Questions to answer:
1. In the news roundup, how much is ComEd offering the needy to cover electric bills?
2. Go on with the news roundup from where it stops, keeping its short-item style.

4 cases / Who needs $600? / Halloween guidance

Four cases. Now that Amy Coney Barrett has been confirmed to the Supreme Court, Vox’s Ian Millhiser says her call on four looming cases will reveal what she’s really about.
Politico’s Shia Kapos (second item in today’s Illinois Playbook): “The swearing-in ceremony … was the ultimate thumbing of the nose to … anyone concerned about the seriousness of the pandemic.”
Advocates for women’s rights are prepping for a nation without legal abortion. (Cartoon: Keith J. Taylor.)
Even before she joined, yesterday’s Supreme Court ruling cutting short the deadline for acceptance of Wisconsin mail-in ballots threatened to reverse a century of voting rights law.

Next? Washington Post columnist E. J. Dionne Jr.: Enlarging the court under a Democratic president and Congress “is a necessary response to the right’s radicalism.”
Rep. Alexandria Ocasio-Cortez calls for Democrats to do that: “Republicans … don’t believe Dems have the stones to play hardball like they do.”
Mother Jones’ David Corn sees the U.S. at the brink of authoritarianism: “The harm Trump has done is not irreversible, but …”
BuzzFeed News explains a statistical “political stress indicator” that points to growing political violence—regardless of Election Day’s outcome.
 The white extremist group Patriot Front is plotting for a post-Trump world.

Who needs $600? Households struggling through the pandemic can apply for one-time payments from Cook County.
ComEd is offering the needy up to $500 to cover electric bills.

Data:

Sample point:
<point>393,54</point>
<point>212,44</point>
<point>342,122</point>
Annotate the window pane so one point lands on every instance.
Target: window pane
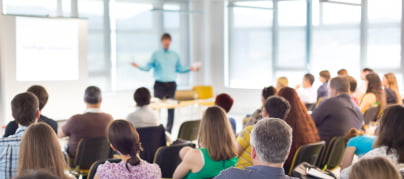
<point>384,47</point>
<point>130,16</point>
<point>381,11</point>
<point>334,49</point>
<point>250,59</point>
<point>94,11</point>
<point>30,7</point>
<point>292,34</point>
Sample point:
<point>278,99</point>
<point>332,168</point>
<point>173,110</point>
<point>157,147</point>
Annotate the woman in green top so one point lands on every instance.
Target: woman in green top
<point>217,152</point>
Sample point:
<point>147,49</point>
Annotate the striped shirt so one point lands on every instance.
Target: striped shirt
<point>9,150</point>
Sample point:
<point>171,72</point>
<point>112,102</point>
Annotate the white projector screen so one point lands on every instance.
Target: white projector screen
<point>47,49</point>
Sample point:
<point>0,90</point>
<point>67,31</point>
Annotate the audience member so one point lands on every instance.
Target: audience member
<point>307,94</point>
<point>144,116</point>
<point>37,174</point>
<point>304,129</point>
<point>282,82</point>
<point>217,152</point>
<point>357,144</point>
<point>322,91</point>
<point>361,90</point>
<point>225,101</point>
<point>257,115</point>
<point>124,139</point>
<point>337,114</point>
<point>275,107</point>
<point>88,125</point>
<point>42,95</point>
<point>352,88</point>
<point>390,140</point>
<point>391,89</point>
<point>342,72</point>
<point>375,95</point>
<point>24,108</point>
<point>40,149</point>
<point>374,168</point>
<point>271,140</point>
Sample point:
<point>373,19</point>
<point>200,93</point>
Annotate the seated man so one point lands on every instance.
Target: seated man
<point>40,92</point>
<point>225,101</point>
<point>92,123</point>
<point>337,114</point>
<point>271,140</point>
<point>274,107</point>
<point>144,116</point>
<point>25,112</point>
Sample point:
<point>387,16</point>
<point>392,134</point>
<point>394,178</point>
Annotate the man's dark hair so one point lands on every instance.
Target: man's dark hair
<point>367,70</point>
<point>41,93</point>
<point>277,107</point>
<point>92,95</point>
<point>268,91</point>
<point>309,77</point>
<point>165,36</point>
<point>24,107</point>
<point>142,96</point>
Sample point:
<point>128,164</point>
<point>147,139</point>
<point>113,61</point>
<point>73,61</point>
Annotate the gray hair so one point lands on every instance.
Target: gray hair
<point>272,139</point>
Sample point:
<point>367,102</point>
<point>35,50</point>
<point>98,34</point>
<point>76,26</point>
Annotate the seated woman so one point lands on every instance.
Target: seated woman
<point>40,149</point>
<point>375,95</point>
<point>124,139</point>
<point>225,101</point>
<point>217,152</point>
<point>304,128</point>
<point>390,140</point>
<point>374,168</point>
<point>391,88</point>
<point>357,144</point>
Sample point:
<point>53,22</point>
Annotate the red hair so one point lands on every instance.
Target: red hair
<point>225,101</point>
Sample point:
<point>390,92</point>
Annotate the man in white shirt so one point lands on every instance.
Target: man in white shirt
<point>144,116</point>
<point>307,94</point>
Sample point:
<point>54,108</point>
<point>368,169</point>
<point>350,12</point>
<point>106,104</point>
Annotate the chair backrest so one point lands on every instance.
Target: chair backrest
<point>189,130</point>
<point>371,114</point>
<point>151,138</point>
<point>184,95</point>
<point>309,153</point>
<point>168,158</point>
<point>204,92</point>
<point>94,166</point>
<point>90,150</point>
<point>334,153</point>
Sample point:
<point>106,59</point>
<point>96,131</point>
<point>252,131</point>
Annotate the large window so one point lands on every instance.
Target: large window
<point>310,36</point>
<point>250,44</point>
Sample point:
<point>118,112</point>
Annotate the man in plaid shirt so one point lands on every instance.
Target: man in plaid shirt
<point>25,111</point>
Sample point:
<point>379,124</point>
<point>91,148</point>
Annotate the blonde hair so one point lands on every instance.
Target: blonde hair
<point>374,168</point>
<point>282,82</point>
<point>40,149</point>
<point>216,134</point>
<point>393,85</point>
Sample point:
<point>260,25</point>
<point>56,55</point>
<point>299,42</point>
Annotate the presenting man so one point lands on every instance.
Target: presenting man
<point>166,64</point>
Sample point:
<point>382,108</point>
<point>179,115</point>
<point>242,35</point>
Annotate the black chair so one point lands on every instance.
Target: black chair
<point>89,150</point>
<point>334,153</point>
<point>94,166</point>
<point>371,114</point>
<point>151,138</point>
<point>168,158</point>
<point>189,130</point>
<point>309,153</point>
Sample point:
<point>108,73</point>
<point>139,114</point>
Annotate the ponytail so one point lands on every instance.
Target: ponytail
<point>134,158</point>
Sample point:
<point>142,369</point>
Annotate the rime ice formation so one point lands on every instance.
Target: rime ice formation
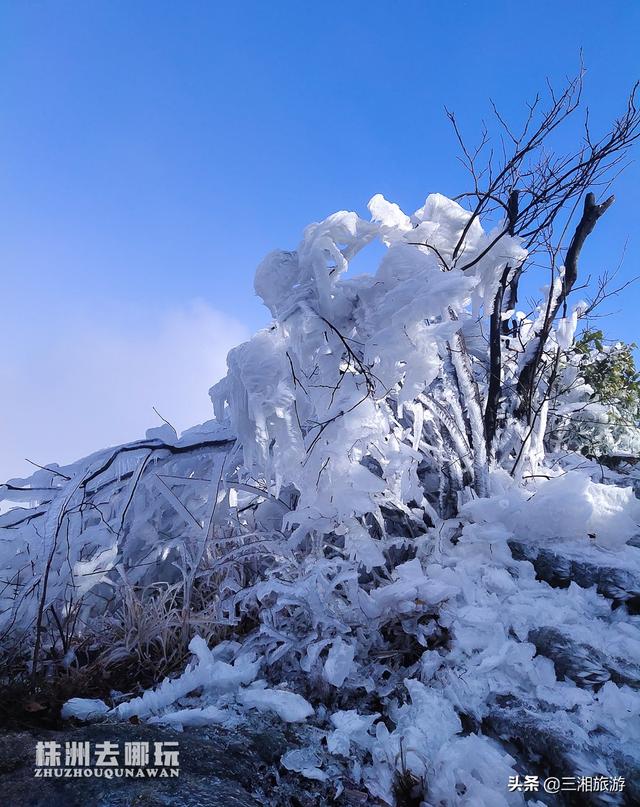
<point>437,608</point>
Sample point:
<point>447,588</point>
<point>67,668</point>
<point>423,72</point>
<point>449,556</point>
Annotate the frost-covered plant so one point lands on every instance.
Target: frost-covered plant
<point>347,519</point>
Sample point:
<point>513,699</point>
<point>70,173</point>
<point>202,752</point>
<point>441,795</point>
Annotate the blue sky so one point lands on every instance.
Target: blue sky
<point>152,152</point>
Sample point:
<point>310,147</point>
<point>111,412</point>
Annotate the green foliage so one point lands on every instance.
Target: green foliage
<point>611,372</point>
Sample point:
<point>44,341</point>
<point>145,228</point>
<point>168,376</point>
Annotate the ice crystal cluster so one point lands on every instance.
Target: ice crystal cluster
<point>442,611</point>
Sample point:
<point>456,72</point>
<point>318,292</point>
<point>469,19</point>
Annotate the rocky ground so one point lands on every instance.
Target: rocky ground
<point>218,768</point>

* * *

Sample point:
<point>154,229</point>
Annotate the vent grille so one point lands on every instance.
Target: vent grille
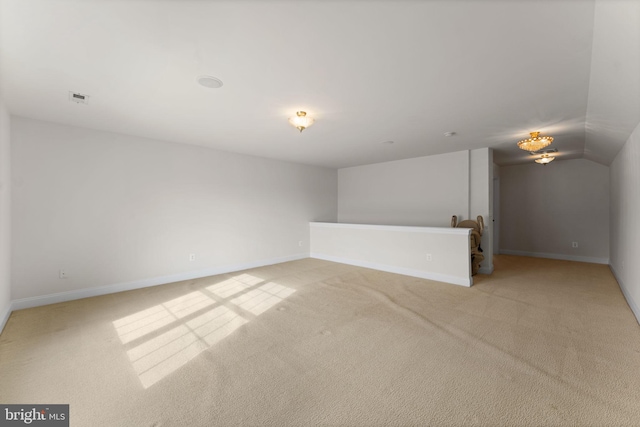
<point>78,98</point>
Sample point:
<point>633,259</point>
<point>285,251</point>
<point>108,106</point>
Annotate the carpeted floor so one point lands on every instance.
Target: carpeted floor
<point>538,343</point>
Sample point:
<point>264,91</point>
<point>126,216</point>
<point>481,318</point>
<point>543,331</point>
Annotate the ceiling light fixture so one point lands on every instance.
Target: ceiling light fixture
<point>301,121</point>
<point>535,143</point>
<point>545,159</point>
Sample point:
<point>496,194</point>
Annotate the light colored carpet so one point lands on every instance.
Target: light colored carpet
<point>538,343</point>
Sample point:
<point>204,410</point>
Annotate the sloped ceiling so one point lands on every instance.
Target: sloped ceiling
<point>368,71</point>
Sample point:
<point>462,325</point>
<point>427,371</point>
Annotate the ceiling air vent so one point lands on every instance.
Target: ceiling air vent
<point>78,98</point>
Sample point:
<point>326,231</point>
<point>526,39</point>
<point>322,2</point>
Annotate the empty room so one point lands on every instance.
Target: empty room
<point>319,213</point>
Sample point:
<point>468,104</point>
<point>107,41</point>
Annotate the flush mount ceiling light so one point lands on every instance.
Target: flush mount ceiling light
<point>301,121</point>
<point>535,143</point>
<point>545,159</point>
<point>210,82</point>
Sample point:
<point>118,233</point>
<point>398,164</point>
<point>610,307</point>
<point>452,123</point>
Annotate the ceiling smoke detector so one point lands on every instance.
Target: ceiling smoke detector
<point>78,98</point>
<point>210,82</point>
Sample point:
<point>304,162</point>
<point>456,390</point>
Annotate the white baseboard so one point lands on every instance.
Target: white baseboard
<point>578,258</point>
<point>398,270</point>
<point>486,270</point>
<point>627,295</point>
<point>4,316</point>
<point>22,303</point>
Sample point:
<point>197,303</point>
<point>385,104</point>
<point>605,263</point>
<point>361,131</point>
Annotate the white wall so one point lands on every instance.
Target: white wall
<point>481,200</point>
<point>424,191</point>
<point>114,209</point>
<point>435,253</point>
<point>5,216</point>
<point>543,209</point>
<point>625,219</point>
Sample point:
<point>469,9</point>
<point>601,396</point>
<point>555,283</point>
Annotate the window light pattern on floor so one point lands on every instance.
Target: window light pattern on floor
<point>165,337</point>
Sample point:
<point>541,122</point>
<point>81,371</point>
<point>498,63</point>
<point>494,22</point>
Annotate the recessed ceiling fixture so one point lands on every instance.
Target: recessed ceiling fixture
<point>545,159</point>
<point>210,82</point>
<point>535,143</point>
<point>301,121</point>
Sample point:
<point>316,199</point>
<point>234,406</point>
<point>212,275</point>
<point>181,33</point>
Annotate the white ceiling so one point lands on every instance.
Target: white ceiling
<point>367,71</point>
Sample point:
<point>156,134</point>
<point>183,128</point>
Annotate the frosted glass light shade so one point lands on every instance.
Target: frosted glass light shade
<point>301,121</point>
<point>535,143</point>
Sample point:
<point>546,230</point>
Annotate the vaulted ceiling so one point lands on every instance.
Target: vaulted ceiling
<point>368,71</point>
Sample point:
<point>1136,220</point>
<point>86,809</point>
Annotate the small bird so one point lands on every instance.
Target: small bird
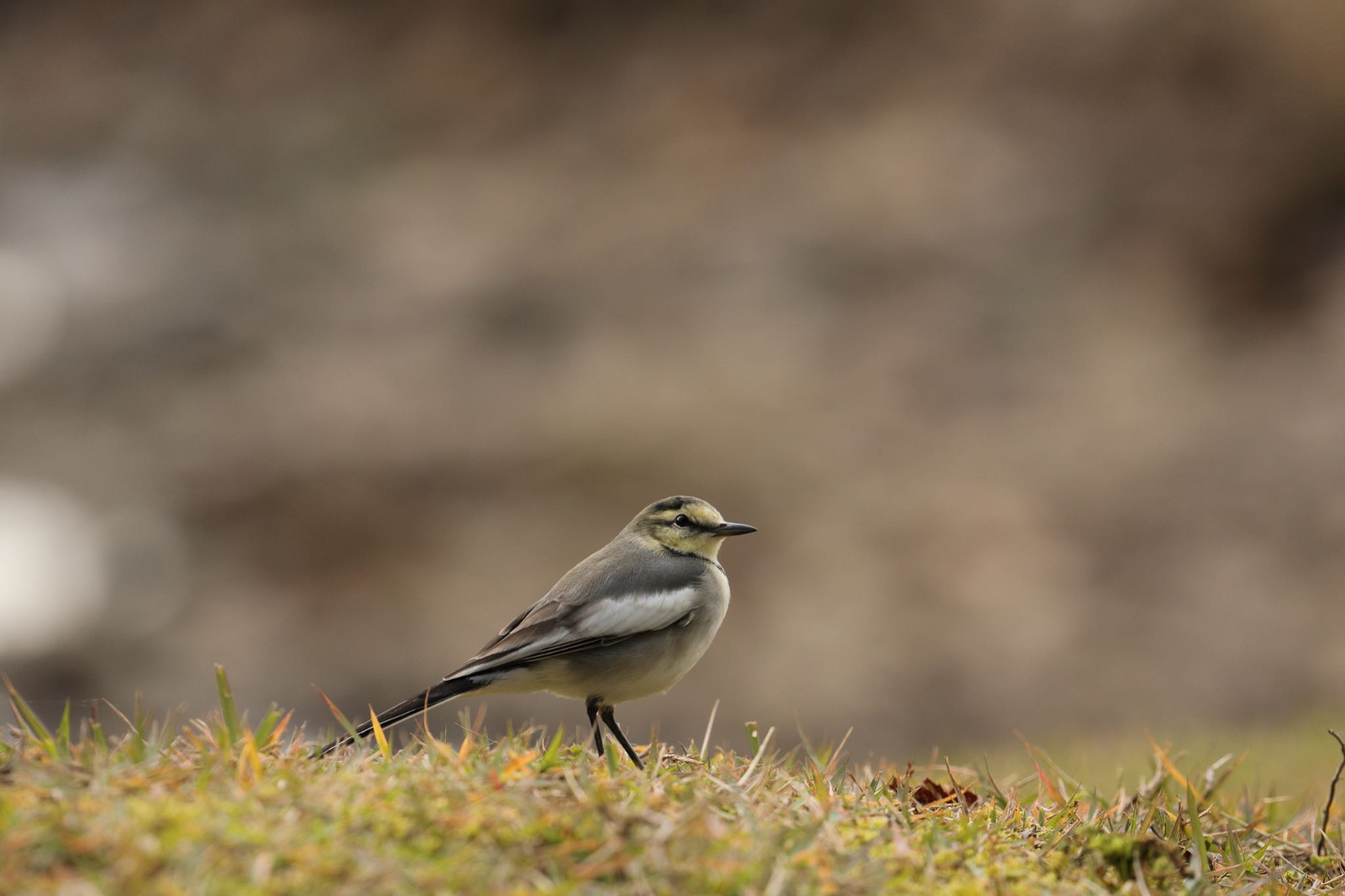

Outputs for the tasks:
1. Up to $500.

2.
Lighten your wallet. If you have an iPhone or an Apple Watch, you can dump your Ventra card and ride the CTA and Pace just by tapping your device on a card reader …
 … but, Streetsblog Chicago’s John Greenfield notes, you could then find yourself stuck if your battery dies.
Mayor Lightfoot’s under fire for a budget that would let (correction) cops speed cameras ticket cars going just 6—instead of 10—miles per hour over the speed limit.
The city reports a 52% drop in parking tickets and a 42% reduction in booting—two of its biggest revenue generators—under the pandemic.

Halloween guidance. Here’s the State of Illinois’ official counsel on how to handle trick-or-treating.
A pediatrics professor warns that COVID-19 heightens candy’s risks: “There has never been a better time than now to reduce our consumption of sugar.”
The Conversation: Even as demand for remote “telehealth” doctor visits rises in the pandemic, insurers are rolling back coverage.

‘A comic force for our times.’ The Sun-Times’ Richard Roeper reviews Trump lip-sync mime Sarah Cooper’s Netflix special, premiering today.
The Los Angeles Times calls it “a dark and uncomfortable hour.”